Dataset items
----------------------------------------
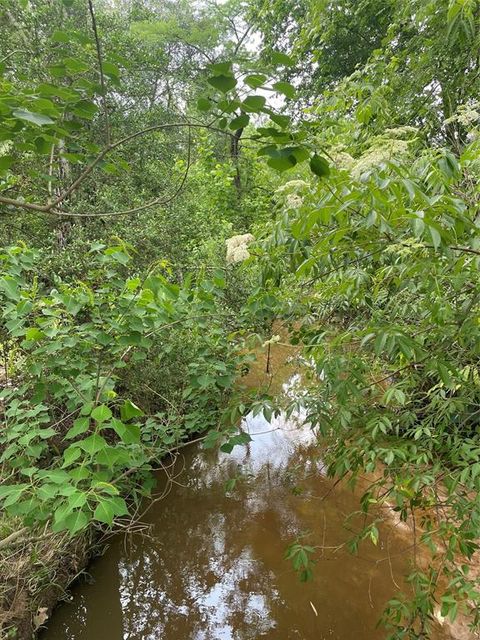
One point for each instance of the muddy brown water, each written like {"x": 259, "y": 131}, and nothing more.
{"x": 212, "y": 566}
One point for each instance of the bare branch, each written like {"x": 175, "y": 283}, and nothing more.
{"x": 52, "y": 207}
{"x": 100, "y": 69}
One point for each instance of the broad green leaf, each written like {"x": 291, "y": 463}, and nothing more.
{"x": 129, "y": 410}
{"x": 108, "y": 508}
{"x": 254, "y": 103}
{"x": 80, "y": 425}
{"x": 255, "y": 80}
{"x": 319, "y": 166}
{"x": 282, "y": 59}
{"x": 223, "y": 82}
{"x": 240, "y": 122}
{"x": 286, "y": 88}
{"x": 102, "y": 413}
{"x": 36, "y": 118}
{"x": 203, "y": 104}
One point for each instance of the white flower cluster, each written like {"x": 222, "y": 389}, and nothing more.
{"x": 237, "y": 250}
{"x": 343, "y": 160}
{"x": 376, "y": 156}
{"x": 293, "y": 186}
{"x": 293, "y": 201}
{"x": 468, "y": 115}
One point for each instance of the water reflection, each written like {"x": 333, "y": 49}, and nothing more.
{"x": 213, "y": 567}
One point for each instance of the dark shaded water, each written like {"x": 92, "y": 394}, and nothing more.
{"x": 212, "y": 566}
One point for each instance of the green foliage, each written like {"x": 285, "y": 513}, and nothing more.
{"x": 72, "y": 438}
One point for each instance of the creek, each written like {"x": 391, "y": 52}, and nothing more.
{"x": 211, "y": 566}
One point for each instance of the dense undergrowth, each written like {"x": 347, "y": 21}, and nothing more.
{"x": 134, "y": 141}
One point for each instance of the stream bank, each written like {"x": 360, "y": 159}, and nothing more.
{"x": 211, "y": 565}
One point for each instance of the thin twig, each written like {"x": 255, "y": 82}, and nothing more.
{"x": 100, "y": 69}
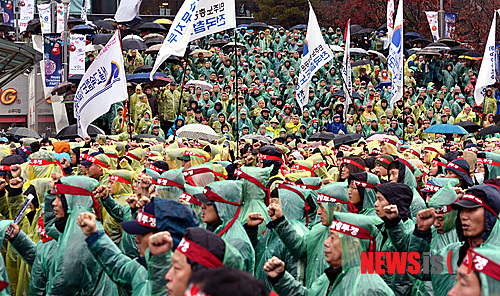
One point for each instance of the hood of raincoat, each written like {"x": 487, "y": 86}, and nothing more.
{"x": 171, "y": 192}
{"x": 231, "y": 191}
{"x": 397, "y": 194}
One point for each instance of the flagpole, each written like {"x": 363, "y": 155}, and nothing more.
{"x": 236, "y": 92}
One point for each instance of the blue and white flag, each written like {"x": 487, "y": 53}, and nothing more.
{"x": 346, "y": 70}
{"x": 396, "y": 57}
{"x": 103, "y": 84}
{"x": 195, "y": 19}
{"x": 316, "y": 53}
{"x": 486, "y": 74}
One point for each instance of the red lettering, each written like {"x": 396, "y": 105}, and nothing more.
{"x": 379, "y": 263}
{"x": 367, "y": 263}
{"x": 414, "y": 266}
{"x": 396, "y": 262}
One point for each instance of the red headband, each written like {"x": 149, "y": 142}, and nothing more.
{"x": 128, "y": 154}
{"x": 189, "y": 198}
{"x": 384, "y": 160}
{"x": 198, "y": 254}
{"x": 167, "y": 182}
{"x": 25, "y": 150}
{"x": 438, "y": 163}
{"x": 146, "y": 219}
{"x": 156, "y": 169}
{"x": 354, "y": 231}
{"x": 456, "y": 167}
{"x": 327, "y": 198}
{"x": 74, "y": 190}
{"x": 363, "y": 184}
{"x": 269, "y": 157}
{"x": 352, "y": 162}
{"x": 479, "y": 201}
{"x": 93, "y": 160}
{"x": 482, "y": 264}
{"x": 488, "y": 161}
{"x": 46, "y": 162}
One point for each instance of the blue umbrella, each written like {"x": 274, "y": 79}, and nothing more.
{"x": 386, "y": 84}
{"x": 144, "y": 77}
{"x": 446, "y": 129}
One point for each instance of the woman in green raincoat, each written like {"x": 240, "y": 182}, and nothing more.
{"x": 343, "y": 277}
{"x": 221, "y": 207}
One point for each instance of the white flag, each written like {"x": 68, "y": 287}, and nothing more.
{"x": 316, "y": 53}
{"x": 103, "y": 84}
{"x": 390, "y": 18}
{"x": 127, "y": 10}
{"x": 486, "y": 74}
{"x": 346, "y": 70}
{"x": 195, "y": 19}
{"x": 433, "y": 19}
{"x": 396, "y": 57}
{"x": 45, "y": 18}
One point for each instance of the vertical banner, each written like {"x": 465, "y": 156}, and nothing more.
{"x": 45, "y": 17}
{"x": 390, "y": 18}
{"x": 52, "y": 47}
{"x": 433, "y": 19}
{"x": 450, "y": 23}
{"x": 77, "y": 54}
{"x": 27, "y": 14}
{"x": 8, "y": 12}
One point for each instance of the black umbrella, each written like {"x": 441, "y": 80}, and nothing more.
{"x": 23, "y": 132}
{"x": 321, "y": 136}
{"x": 129, "y": 44}
{"x": 489, "y": 130}
{"x": 219, "y": 42}
{"x": 101, "y": 39}
{"x": 340, "y": 93}
{"x": 458, "y": 50}
{"x": 346, "y": 139}
{"x": 143, "y": 69}
{"x": 257, "y": 25}
{"x": 82, "y": 29}
{"x": 469, "y": 126}
{"x": 104, "y": 25}
{"x": 153, "y": 27}
{"x": 6, "y": 27}
{"x": 71, "y": 132}
{"x": 153, "y": 41}
{"x": 299, "y": 27}
{"x": 147, "y": 136}
{"x": 361, "y": 63}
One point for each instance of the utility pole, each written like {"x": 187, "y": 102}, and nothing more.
{"x": 441, "y": 19}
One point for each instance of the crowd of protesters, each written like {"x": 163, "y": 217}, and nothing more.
{"x": 281, "y": 214}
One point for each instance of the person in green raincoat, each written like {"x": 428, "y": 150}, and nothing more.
{"x": 343, "y": 254}
{"x": 291, "y": 203}
{"x": 221, "y": 207}
{"x": 483, "y": 231}
{"x": 332, "y": 197}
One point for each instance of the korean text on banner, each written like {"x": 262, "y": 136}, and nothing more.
{"x": 103, "y": 84}
{"x": 77, "y": 54}
{"x": 45, "y": 17}
{"x": 316, "y": 53}
{"x": 27, "y": 14}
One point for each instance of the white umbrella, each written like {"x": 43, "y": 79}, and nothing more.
{"x": 205, "y": 86}
{"x": 132, "y": 37}
{"x": 93, "y": 47}
{"x": 198, "y": 131}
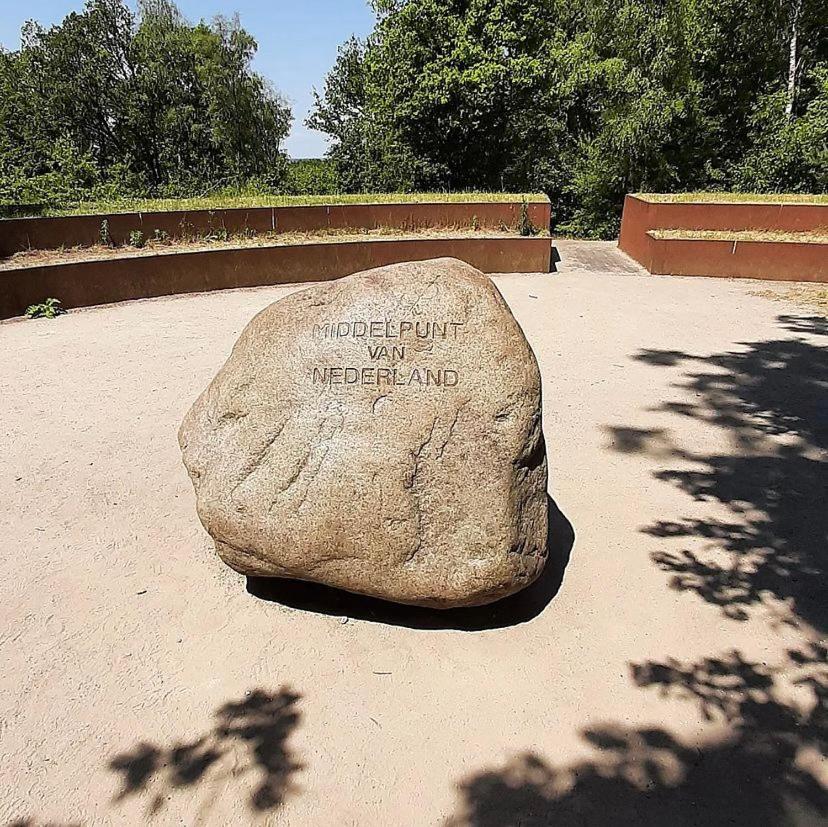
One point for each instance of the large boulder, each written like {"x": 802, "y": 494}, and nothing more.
{"x": 381, "y": 434}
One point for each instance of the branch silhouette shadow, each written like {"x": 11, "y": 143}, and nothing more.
{"x": 756, "y": 774}
{"x": 261, "y": 722}
{"x": 775, "y": 528}
{"x": 518, "y": 608}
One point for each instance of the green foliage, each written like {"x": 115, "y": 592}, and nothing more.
{"x": 48, "y": 309}
{"x": 584, "y": 99}
{"x": 525, "y": 225}
{"x": 109, "y": 103}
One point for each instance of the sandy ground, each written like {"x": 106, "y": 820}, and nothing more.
{"x": 673, "y": 677}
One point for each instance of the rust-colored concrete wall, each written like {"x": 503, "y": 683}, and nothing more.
{"x": 783, "y": 261}
{"x": 635, "y": 222}
{"x": 83, "y": 230}
{"x": 754, "y": 259}
{"x": 118, "y": 279}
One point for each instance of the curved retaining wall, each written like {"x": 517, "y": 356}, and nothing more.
{"x": 777, "y": 260}
{"x": 788, "y": 261}
{"x": 18, "y": 234}
{"x": 81, "y": 284}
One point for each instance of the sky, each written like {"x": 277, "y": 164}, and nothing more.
{"x": 297, "y": 43}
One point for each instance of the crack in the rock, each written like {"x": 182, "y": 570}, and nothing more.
{"x": 439, "y": 452}
{"x": 411, "y": 484}
{"x": 255, "y": 462}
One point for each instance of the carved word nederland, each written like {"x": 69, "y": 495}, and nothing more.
{"x": 387, "y": 340}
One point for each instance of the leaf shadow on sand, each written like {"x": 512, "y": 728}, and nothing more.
{"x": 251, "y": 734}
{"x": 764, "y": 559}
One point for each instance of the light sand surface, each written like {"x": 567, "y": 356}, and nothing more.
{"x": 672, "y": 679}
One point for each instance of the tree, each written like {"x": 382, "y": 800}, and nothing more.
{"x": 145, "y": 104}
{"x": 584, "y": 99}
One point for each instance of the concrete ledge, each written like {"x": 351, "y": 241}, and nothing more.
{"x": 786, "y": 261}
{"x": 18, "y": 234}
{"x": 103, "y": 281}
{"x": 777, "y": 260}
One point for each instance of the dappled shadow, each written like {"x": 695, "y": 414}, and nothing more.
{"x": 260, "y": 724}
{"x": 518, "y": 608}
{"x": 771, "y": 398}
{"x": 764, "y": 771}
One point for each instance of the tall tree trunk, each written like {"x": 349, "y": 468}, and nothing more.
{"x": 796, "y": 10}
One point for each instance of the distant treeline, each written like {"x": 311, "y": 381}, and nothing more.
{"x": 112, "y": 103}
{"x": 583, "y": 99}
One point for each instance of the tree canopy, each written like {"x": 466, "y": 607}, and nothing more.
{"x": 584, "y": 99}
{"x": 110, "y": 102}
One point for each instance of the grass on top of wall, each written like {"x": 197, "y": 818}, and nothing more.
{"x": 733, "y": 197}
{"x": 219, "y": 202}
{"x": 810, "y": 237}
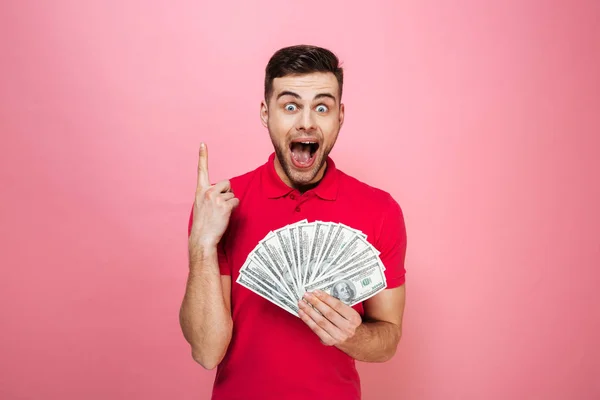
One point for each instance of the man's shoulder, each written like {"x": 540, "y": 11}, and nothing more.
{"x": 363, "y": 191}
{"x": 242, "y": 182}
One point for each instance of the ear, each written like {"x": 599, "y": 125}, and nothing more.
{"x": 264, "y": 113}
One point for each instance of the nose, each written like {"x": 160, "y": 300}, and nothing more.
{"x": 306, "y": 120}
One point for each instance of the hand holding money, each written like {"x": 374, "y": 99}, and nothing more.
{"x": 332, "y": 320}
{"x": 308, "y": 256}
{"x": 212, "y": 207}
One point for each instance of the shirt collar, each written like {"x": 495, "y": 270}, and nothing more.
{"x": 274, "y": 187}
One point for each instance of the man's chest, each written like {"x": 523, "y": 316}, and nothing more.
{"x": 255, "y": 220}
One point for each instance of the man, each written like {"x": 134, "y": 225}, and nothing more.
{"x": 262, "y": 351}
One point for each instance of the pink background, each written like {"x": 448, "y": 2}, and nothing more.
{"x": 481, "y": 118}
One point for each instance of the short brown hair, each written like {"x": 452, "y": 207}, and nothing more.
{"x": 301, "y": 59}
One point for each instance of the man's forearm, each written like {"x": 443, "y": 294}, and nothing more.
{"x": 204, "y": 317}
{"x": 373, "y": 341}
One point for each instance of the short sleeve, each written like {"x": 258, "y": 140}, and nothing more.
{"x": 224, "y": 267}
{"x": 391, "y": 242}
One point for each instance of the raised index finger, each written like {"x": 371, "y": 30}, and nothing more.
{"x": 203, "y": 181}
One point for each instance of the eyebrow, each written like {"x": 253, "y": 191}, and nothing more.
{"x": 296, "y": 95}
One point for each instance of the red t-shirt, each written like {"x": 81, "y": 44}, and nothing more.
----------------------------------------
Your answer must be an exact transcription of the lines from the one containing "One point for each instance of the eyebrow, each" through the last line of the records above, and nothing else.

WRITTEN ANSWER:
One point for each instance of the eyebrow, each written like {"x": 253, "y": 191}, and nothing more.
{"x": 296, "y": 95}
One point for each instance of the red t-shirt, each written like {"x": 81, "y": 44}, and nothing more.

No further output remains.